What the task asks:
Reproduce the forum posts about tools from "When on the" up to and including "masochist I suppose.", substituting "Wireless Room" for "Radio Room".

Selected text:
──────────────────────────────
I also bought one of those long-shafted screwdrivers with a sliding clip on the shaft. Allowed you to place the screw in the jaws and then (at a distance) locate the screw in the hole and tighten it up. It was the first time I had seen one, thought ''What a great idea,'' and bought it in a toolshop in Portland, Maine. When I left that ship and went on leave, the first time I passed a toolshop in Manchester there was one in the window - at about half the price I had paid in the States! You can't imagine how that hurt.

Moulder
21st January 2009, 10:27
De-solder gun ...... priceless.
When on the Aussie coast, I used to get a wedge of dollars off the old man and get items like de-solder guns, small pcb tools and common components from 'Dick Smiths' - I left these on the ship when I left - they were a very useful addition to the basic Radio Room tool box.

(Thumb)

K urgess
21st January 2009, 13:39
I never carried anything much extra at sea even after having to make do with an Avo Minor. Bit of a masochist I suppose.
Now I have a box full of very expensive Flukes, Avos and clamp meters that used to require expensive calibration every year. Mainly because Brussels and others said I had to have them.
──────────────────────────────
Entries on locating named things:

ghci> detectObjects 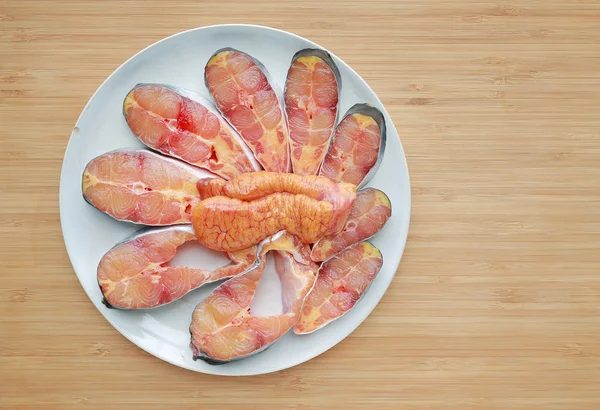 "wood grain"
[0,0,600,410]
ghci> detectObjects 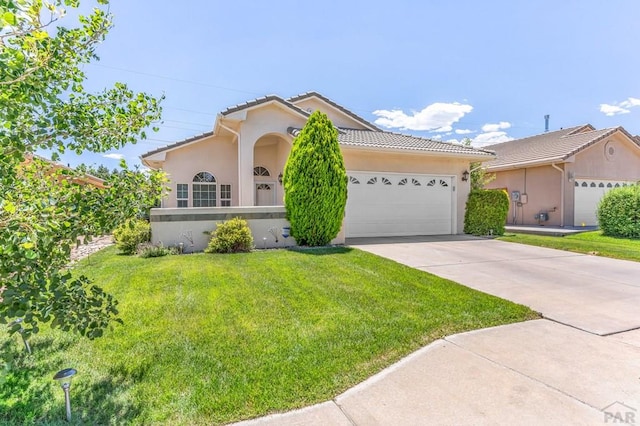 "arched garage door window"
[192,172,216,207]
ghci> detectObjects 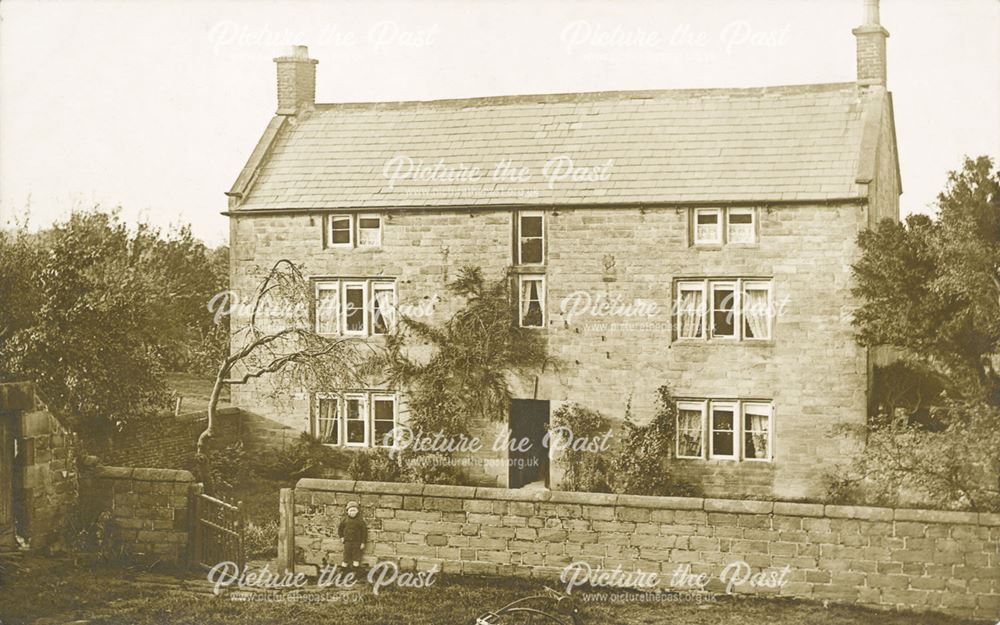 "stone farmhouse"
[226,0,902,499]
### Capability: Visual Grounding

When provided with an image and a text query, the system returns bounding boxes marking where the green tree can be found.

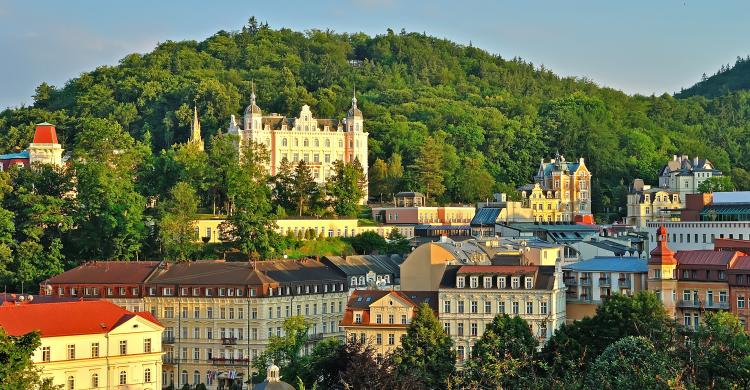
[586,336,681,390]
[698,176,734,194]
[465,314,537,389]
[393,303,456,389]
[412,137,445,203]
[227,139,281,259]
[327,159,365,217]
[159,182,198,261]
[0,328,61,390]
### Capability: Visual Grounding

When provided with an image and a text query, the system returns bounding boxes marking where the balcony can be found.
[221,337,237,345]
[211,358,250,366]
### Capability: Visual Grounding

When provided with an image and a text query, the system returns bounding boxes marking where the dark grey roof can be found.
[323,255,404,277]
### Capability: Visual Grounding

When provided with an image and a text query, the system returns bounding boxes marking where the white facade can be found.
[228,92,368,193]
[647,221,750,252]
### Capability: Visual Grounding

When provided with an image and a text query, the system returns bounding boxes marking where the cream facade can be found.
[229,92,368,193]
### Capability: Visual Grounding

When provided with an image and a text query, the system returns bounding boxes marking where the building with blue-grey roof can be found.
[563,257,648,322]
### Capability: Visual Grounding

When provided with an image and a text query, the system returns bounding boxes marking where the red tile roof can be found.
[0,301,161,337]
[675,249,742,266]
[42,261,159,284]
[34,122,59,144]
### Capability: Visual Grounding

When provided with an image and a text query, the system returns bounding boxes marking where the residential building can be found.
[521,155,592,222]
[659,155,722,204]
[440,264,566,364]
[626,179,682,230]
[341,290,438,358]
[229,87,368,193]
[563,257,648,322]
[0,122,63,171]
[43,260,348,389]
[0,301,164,390]
[321,254,404,290]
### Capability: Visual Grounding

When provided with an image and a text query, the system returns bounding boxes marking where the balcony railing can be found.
[211,358,250,366]
[221,337,237,345]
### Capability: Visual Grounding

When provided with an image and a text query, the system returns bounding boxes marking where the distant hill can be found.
[0,20,750,213]
[675,56,750,98]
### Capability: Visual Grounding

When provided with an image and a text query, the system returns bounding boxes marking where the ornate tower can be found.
[647,225,677,316]
[188,106,204,151]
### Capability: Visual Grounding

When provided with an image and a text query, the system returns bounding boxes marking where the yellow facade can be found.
[32,316,162,390]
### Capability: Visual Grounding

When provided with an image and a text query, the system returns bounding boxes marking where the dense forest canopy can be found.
[0,18,750,214]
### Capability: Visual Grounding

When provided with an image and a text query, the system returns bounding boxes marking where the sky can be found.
[0,0,750,109]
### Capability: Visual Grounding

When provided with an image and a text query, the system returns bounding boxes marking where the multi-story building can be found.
[229,91,368,192]
[659,155,722,204]
[626,179,682,230]
[341,290,438,357]
[0,301,164,390]
[42,260,349,389]
[0,122,63,171]
[438,265,566,363]
[563,257,648,322]
[521,155,591,222]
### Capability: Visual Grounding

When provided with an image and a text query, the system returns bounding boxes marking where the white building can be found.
[229,87,368,193]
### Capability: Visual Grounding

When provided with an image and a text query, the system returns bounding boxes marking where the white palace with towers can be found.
[229,91,368,190]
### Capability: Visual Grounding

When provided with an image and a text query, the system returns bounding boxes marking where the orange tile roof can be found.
[0,301,161,337]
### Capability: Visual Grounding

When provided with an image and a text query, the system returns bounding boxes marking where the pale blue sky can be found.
[0,0,750,109]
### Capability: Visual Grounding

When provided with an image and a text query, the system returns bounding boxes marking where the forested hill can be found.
[675,56,750,98]
[0,19,750,212]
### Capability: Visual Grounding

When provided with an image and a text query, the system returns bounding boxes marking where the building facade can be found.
[341,290,438,357]
[0,301,164,390]
[626,179,682,230]
[43,260,349,389]
[659,155,722,204]
[521,155,591,222]
[438,265,566,364]
[229,91,368,192]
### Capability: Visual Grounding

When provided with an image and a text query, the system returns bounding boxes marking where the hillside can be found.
[675,56,750,98]
[0,20,750,213]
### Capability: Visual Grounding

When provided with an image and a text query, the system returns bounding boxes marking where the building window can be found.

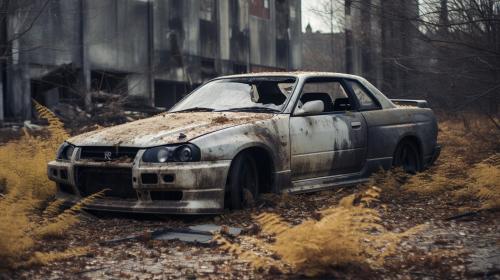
[200,0,215,21]
[250,0,270,19]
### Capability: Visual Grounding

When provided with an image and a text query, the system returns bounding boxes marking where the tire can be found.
[226,153,260,209]
[393,141,422,174]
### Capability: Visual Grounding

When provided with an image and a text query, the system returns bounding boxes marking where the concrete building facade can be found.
[0,0,301,121]
[345,0,419,93]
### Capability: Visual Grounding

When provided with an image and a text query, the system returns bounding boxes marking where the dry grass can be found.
[372,115,500,209]
[218,187,420,276]
[0,103,92,268]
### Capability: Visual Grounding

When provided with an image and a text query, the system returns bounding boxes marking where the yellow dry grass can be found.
[0,103,92,268]
[218,187,420,276]
[372,115,500,209]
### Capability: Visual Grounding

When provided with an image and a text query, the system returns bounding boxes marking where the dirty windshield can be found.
[170,77,295,112]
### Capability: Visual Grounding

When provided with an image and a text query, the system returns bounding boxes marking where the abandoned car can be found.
[48,72,440,214]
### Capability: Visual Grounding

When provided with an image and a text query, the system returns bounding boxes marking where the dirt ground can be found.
[0,183,500,279]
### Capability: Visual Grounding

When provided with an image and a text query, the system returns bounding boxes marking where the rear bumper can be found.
[48,158,230,214]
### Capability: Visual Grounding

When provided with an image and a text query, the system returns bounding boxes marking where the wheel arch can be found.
[226,143,276,193]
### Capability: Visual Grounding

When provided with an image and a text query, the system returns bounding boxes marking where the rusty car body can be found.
[48,72,440,214]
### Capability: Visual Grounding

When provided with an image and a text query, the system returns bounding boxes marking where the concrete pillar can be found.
[77,0,92,112]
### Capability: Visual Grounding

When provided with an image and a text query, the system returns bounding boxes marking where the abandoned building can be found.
[302,23,346,73]
[345,0,419,96]
[0,0,301,122]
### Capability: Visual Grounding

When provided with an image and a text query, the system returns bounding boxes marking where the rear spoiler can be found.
[391,99,429,108]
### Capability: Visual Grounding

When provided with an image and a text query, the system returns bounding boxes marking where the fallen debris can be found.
[100,224,241,245]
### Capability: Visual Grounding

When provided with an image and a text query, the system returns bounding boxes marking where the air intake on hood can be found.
[80,147,139,162]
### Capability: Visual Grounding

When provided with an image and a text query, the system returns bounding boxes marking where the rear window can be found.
[347,80,380,110]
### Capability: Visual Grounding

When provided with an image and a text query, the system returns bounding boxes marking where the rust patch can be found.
[68,112,273,147]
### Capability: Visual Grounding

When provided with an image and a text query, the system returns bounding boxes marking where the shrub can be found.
[0,103,88,268]
[217,187,419,276]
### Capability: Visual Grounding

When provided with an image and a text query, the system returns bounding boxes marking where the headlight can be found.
[142,144,201,162]
[56,142,75,160]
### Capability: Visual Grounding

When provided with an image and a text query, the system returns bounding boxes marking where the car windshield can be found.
[170,77,296,112]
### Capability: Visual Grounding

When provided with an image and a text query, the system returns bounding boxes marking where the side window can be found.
[298,78,351,113]
[347,80,379,110]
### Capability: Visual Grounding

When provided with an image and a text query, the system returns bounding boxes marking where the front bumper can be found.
[48,155,230,214]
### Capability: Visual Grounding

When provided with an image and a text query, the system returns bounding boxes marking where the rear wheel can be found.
[226,153,259,209]
[393,141,422,174]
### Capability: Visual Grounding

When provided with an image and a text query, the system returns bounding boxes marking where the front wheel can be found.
[393,141,422,174]
[226,153,259,209]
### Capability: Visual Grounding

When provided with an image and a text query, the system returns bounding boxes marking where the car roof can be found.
[217,71,363,80]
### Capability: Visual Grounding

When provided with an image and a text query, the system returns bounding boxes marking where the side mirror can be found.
[295,100,325,116]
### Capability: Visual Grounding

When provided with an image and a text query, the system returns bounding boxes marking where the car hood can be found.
[68,112,273,148]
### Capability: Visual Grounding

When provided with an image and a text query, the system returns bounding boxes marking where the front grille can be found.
[75,166,137,199]
[80,147,139,162]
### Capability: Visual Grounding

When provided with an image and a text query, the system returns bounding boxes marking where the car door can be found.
[290,77,366,181]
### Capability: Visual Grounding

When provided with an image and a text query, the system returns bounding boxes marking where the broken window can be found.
[173,77,295,112]
[297,78,351,113]
[200,0,215,21]
[347,80,379,110]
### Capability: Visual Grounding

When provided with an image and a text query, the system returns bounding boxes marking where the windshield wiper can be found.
[220,106,281,113]
[173,107,215,113]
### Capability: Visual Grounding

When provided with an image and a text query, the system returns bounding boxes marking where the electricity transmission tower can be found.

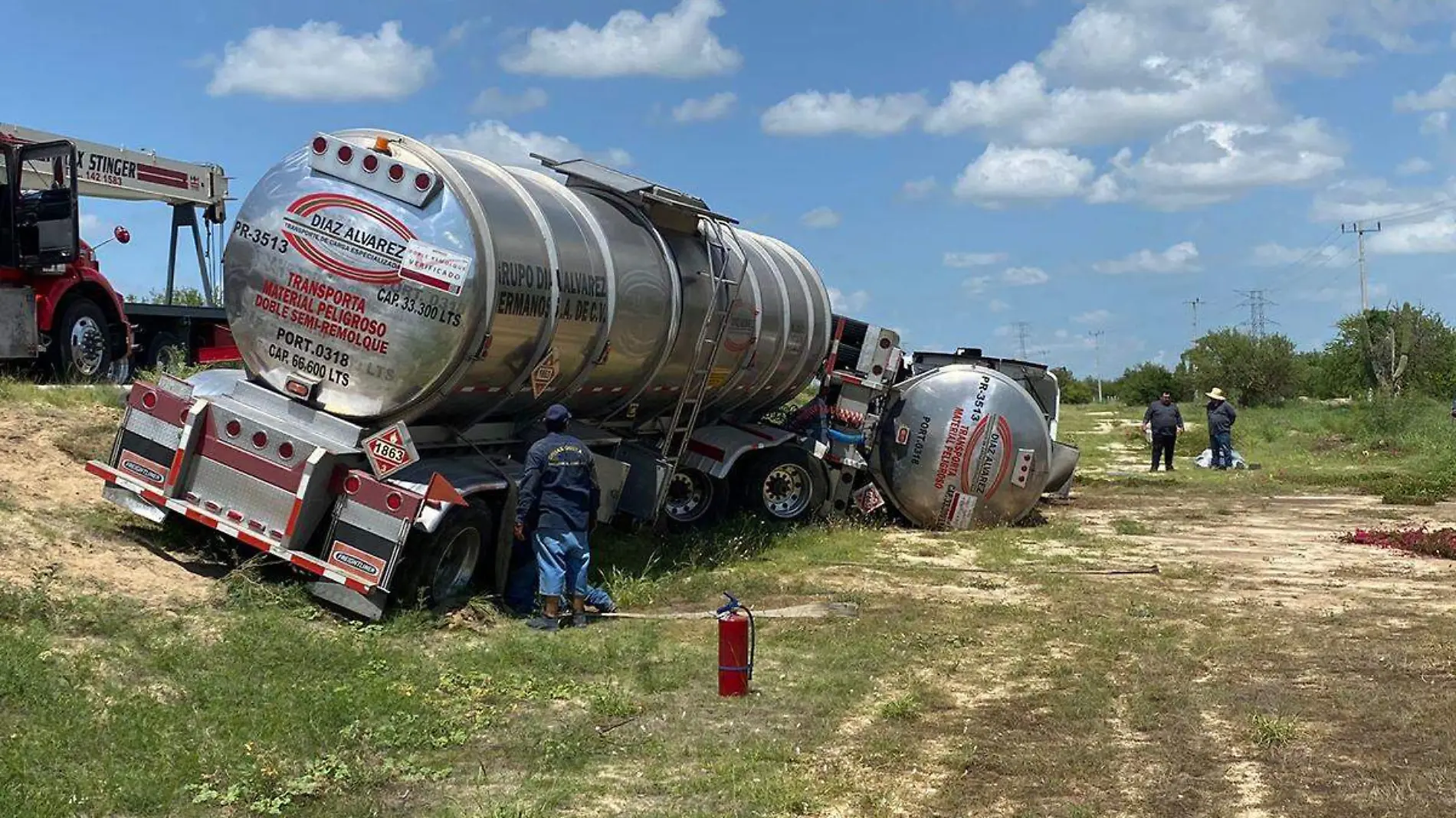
[1340,221,1380,314]
[1087,329,1102,403]
[1235,290,1278,338]
[1015,322,1031,361]
[1184,299,1204,339]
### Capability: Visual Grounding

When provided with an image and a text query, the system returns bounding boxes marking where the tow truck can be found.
[0,123,239,381]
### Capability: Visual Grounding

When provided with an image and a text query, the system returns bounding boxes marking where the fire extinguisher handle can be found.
[715,591,743,616]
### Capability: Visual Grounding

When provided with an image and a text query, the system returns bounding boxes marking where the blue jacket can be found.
[516,432,602,532]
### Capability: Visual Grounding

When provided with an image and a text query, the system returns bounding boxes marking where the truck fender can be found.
[681,424,798,477]
[385,456,521,534]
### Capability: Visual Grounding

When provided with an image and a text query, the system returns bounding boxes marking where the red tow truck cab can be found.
[0,124,239,380]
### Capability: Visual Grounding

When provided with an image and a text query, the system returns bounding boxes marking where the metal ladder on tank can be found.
[654,220,749,509]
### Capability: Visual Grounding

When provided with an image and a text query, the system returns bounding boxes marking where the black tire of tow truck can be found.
[736,446,828,522]
[50,299,112,383]
[661,469,734,528]
[390,504,497,611]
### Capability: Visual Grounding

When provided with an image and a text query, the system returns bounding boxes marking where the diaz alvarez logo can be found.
[959,415,1012,498]
[283,194,415,285]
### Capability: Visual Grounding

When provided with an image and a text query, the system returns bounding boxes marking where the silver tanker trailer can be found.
[87,129,1077,619]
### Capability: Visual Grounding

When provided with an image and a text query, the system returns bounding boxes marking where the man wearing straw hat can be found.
[1207,387,1239,470]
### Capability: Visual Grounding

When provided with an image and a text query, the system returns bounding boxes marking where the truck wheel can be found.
[51,299,110,381]
[663,469,728,525]
[744,446,828,521]
[393,505,495,611]
[147,332,186,372]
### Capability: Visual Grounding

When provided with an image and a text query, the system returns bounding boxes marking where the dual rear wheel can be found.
[663,446,828,525]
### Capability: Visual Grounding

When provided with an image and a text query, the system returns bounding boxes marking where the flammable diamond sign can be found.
[364,422,419,479]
──────────────────────────────
Exercise result:
When on the Aussie coast, I used to get a wedge of dollars off the old man and get items like de-solder guns, small pcb tools and common components from 'Dick Smiths' - I left these on the ship when I left - they were a very useful addition to the basic Wireless Room tool box.

(Thumb)

K urgess
21st January 2009, 13:39
I never carried anything much extra at sea even after having to make do with an Avo Minor. Bit of a masochist I suppose.